▸ **The records**:
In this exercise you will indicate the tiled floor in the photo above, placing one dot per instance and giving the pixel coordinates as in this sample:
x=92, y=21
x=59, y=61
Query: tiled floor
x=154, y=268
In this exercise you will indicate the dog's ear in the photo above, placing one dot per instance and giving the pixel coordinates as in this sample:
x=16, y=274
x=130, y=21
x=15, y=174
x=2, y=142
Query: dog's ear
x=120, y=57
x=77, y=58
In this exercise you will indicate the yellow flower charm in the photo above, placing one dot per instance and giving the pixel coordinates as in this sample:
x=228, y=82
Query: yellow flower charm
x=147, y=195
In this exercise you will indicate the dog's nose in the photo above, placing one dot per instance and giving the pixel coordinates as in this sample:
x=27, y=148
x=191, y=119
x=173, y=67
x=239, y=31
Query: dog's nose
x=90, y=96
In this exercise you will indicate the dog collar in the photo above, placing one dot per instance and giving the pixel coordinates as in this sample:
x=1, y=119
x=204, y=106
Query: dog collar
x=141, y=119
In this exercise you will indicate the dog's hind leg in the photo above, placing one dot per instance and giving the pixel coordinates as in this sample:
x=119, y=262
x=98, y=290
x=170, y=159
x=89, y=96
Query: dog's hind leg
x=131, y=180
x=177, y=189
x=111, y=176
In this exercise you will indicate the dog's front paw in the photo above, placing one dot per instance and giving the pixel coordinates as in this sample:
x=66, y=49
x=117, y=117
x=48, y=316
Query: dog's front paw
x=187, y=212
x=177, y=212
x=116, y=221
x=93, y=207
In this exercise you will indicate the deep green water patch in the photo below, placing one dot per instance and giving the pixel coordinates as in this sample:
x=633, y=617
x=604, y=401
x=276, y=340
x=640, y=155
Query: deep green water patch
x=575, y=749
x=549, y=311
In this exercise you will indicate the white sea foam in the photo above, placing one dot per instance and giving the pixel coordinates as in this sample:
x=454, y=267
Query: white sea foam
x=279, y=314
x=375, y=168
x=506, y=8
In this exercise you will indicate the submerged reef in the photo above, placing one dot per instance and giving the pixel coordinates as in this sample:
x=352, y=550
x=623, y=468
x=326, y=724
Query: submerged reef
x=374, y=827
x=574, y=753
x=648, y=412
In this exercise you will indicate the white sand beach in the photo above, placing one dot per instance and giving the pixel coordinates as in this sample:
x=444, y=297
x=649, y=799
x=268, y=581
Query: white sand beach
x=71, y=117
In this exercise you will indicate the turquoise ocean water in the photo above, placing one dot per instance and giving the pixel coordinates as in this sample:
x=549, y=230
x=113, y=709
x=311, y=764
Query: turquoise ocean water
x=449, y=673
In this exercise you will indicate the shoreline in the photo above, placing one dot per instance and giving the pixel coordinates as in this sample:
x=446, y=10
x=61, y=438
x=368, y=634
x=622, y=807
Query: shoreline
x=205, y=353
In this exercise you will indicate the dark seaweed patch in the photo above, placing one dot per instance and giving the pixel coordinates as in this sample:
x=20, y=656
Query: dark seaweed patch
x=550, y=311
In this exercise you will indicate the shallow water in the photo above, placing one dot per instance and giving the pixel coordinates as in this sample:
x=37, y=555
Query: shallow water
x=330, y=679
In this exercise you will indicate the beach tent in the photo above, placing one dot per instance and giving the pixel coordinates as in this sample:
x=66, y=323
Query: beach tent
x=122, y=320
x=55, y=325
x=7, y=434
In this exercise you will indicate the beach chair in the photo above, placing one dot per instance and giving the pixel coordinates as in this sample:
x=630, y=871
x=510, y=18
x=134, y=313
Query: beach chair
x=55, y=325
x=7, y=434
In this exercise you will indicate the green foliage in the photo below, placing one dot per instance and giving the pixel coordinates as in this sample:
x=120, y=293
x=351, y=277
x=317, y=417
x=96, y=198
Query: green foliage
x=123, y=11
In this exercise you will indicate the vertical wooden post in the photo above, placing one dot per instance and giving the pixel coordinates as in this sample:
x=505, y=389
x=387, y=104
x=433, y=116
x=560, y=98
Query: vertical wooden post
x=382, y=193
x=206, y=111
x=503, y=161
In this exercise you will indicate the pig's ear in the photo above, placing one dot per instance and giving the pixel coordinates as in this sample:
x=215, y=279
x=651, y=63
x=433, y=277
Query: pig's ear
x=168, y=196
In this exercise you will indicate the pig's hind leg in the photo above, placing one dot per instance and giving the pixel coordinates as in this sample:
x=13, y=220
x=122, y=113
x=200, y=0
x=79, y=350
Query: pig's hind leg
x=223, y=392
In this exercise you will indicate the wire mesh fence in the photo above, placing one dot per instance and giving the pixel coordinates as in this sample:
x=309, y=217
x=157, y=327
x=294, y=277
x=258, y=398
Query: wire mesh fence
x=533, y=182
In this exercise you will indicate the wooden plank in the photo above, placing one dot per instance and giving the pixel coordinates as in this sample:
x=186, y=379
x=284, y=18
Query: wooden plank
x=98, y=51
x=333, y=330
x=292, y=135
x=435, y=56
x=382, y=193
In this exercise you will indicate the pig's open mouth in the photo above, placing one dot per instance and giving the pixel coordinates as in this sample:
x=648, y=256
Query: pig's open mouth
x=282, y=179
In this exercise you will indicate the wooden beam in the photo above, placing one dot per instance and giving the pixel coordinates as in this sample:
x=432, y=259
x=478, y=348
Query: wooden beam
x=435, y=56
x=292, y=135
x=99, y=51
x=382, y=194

▸ **Work to be completed**: Copy every line of the material above, word for word and in the same order, with no changes.

▸ **Solution**:
In this exercise you will indicate the tiled floor in the photo above, placing one dot per instance and giving the pixel coordinates as in this sample:
x=92, y=21
x=59, y=61
Query: tiled floor
x=154, y=268
In this exercise you will indicate the dog's ear in the photo above, placing one dot per instance and giving the pixel coordinates as in this sample:
x=16, y=274
x=130, y=21
x=15, y=174
x=2, y=142
Query: dog's ear
x=120, y=57
x=77, y=58
In this exercise you will indicate the yellow flower charm in the photo above, placing one dot per instance and giving the pixel coordinates as in this sample:
x=228, y=82
Query: yellow flower charm
x=147, y=195
In this exercise you will indicate the dog's nose in the photo above, placing one dot per instance and giving the pixel coordinates as in this sample:
x=27, y=148
x=191, y=119
x=173, y=67
x=239, y=31
Query: dog's nose
x=90, y=96
In this exercise you will indicate the dog collar in the photo above, placing one dot per instance and giving the pixel coordinates as in this sample:
x=1, y=119
x=204, y=106
Query: dog collar
x=141, y=119
In this exercise you will indicate the dog's hind leg in the photo above, placing one dot per instance and giving the pixel coordinates as in this sample:
x=119, y=262
x=98, y=290
x=170, y=159
x=89, y=96
Query: dog's hind leg
x=131, y=180
x=177, y=189
x=111, y=176
In this exercise you will indicate the dog's front paw in the photo above, placing one dot per instance and giving the pixel coordinates as in this sample:
x=66, y=49
x=117, y=117
x=48, y=316
Query: dog's front paw
x=187, y=212
x=177, y=212
x=116, y=221
x=93, y=207
In this exercise you will indicate the deep green water patch in the photo below, placing one dot per instance and giving the pixel coordinates as in this sample:
x=633, y=617
x=604, y=401
x=276, y=340
x=640, y=155
Query: deep green water patch
x=575, y=749
x=549, y=311
In this exercise you will indicate the white sea foam in the photo above, placing one dot per instance and giving the pixel coordinates as in this sample:
x=454, y=267
Query: white sea foam
x=279, y=314
x=375, y=168
x=506, y=8
In this exercise you will indicate the submerged reef in the photo above, placing one dot per instance and giving the pixel coordinates as in this sample:
x=352, y=550
x=623, y=468
x=326, y=724
Query: submerged reef
x=374, y=827
x=574, y=753
x=648, y=412
In this exercise you will indicate the white sand beach in the photo above, placing one dot per instance and giving the pixel coordinates as in this sample:
x=444, y=297
x=649, y=799
x=268, y=581
Query: white sand beach
x=71, y=117
In this exercise you will indicate the turquoise ocean water in the photo above, placing one dot per instance and giving the pixel coordinates as in this sample:
x=549, y=230
x=113, y=709
x=311, y=764
Query: turquoise ocean water
x=449, y=673
In this exercise you will indicate the shoreline in the photo above, placing one dot per instance and giving the pixel coordinates as in this sample:
x=446, y=10
x=61, y=438
x=368, y=634
x=622, y=807
Query: shoreline
x=205, y=353
In this exercise you will indicate the dark seaweed patch in the photo above, placing one dot per instance and giving the pixel coordinates as in this sample:
x=20, y=656
Query: dark seaweed patch
x=550, y=311
In this exercise you will indicate the shallow water in the photo above, placing one dot per instance and giving the pixel coordinates as in this sample:
x=37, y=555
Query: shallow water
x=330, y=679
In this exercise you will indicate the beach tent in the photo above, placing one dot per instance and giving the pixel coordinates as in this sample:
x=66, y=323
Query: beach tent
x=122, y=320
x=55, y=325
x=7, y=434
In this exercise you will indicate the beach chair in the photo above, placing one dot per instance and giving the pixel coordinates as in this sample:
x=630, y=871
x=510, y=18
x=134, y=313
Query: beach chair
x=55, y=325
x=7, y=434
In this exercise you will indicate the green foliage in the photo below, placing one dot per instance and giving the pixel coordinates as in this sample:
x=120, y=293
x=351, y=277
x=317, y=417
x=96, y=198
Query: green foliage
x=123, y=11
In this exercise you will indicate the vertical wooden post in the photo above, placing one dot per instance and giving the pixel coordinates as in this sample:
x=505, y=389
x=387, y=104
x=433, y=116
x=560, y=98
Query: vertical wooden post
x=382, y=193
x=206, y=111
x=503, y=161
In this exercise you will indicate the pig's ear in the photo above, placing one dot per instance and giving the pixel coordinates as in this sample:
x=215, y=279
x=651, y=63
x=433, y=277
Query: pig's ear
x=168, y=196
In this exercise you will indicate the pig's hind leg in the photo above, placing one dot per instance and giving the pixel coordinates as in this sample:
x=13, y=220
x=122, y=113
x=200, y=0
x=79, y=350
Query: pig's hind leg
x=223, y=392
In this exercise you will indicate the wire mesh fence in the photo above, placing one dot per instance and giving the pixel coordinates as in this sample:
x=309, y=217
x=157, y=327
x=294, y=277
x=258, y=398
Query: wire mesh fence
x=533, y=182
In this exercise you will indicate the wooden plank in the photo above, placing one dot per instance and giving the pixel coordinates as in this sample:
x=186, y=379
x=284, y=18
Query: wooden plank
x=98, y=51
x=333, y=330
x=292, y=135
x=435, y=56
x=382, y=193
In this exercise you will indicate the pig's open mouth in the photo above, placing one dot per instance and giving the pixel coordinates as in this sample:
x=648, y=256
Query: pig's open mouth
x=282, y=179
In this exercise you will indicate the wooden beam in the photo above, placing one dot per instance and giving the pixel coordinates as in this sample:
x=432, y=259
x=478, y=348
Query: wooden beam
x=435, y=56
x=292, y=135
x=99, y=51
x=382, y=194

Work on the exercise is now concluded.